Task requirements:
Quote all of the data below exactly, please.

##########

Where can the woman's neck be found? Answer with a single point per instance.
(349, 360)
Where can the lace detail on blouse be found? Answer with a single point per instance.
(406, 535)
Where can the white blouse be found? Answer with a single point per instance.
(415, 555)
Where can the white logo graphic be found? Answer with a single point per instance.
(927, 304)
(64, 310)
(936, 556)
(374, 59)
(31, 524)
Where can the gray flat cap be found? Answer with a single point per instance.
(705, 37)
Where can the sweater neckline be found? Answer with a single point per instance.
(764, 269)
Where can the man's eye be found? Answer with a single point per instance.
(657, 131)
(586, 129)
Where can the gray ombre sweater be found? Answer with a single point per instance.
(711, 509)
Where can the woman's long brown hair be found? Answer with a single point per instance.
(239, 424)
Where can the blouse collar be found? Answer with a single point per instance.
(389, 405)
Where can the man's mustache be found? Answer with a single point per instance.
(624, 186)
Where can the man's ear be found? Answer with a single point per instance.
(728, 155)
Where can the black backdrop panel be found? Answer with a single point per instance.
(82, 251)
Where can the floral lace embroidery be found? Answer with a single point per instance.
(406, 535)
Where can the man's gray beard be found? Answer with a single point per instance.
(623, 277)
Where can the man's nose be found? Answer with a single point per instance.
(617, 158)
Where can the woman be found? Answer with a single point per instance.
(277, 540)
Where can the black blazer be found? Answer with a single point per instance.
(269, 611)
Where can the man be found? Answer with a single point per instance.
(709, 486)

##########

Task solution:
Where can the woman's neck be found? Answer with a single point per instance.
(349, 360)
Where can the lace detail on blouse be found? Answer with a single point per instance.
(406, 535)
Where can the white blouse be found? Answer with a single point per instance.
(415, 555)
Where can the white logo graphic be found? Answer with a single point per instance.
(927, 304)
(64, 310)
(936, 556)
(374, 59)
(31, 524)
Where can the gray flat cap be found? Answer with a single point per instance.
(705, 37)
Where can the sweater neckline be found? Answer with a single point per instance.
(764, 269)
Where can the man's eye be found? Answer with a single point per instance.
(657, 131)
(586, 129)
Where can the gray ombre sweater be found? Answer with a single point per instance.
(711, 509)
Where can the woman's long brown hair be found? Answer with a single point per instance.
(239, 424)
Where can the blouse collar be found? Answer with a single point per instance.
(389, 405)
Where can the man's mustache be found? Answer with a single point per instance.
(624, 186)
Where can the man's ear be found? Answer with a single point per instance.
(728, 155)
Where can the black backdrop panel be found? Answer with a single point per instance.
(82, 251)
Where can the floral lace embroidery be found? Answer with a single point per instance.
(406, 535)
Where can the man's gray beard be found? Answer with a single point per instance.
(623, 277)
Where can the man's nose be found? Answer with a single point per instance.
(617, 158)
Where can the woman be found? Answer with a single point per instance.
(277, 540)
Where can the black blazer be found? Answer with a single point per instance.
(269, 611)
Where can the man be found? Answer with a single point per instance.
(709, 486)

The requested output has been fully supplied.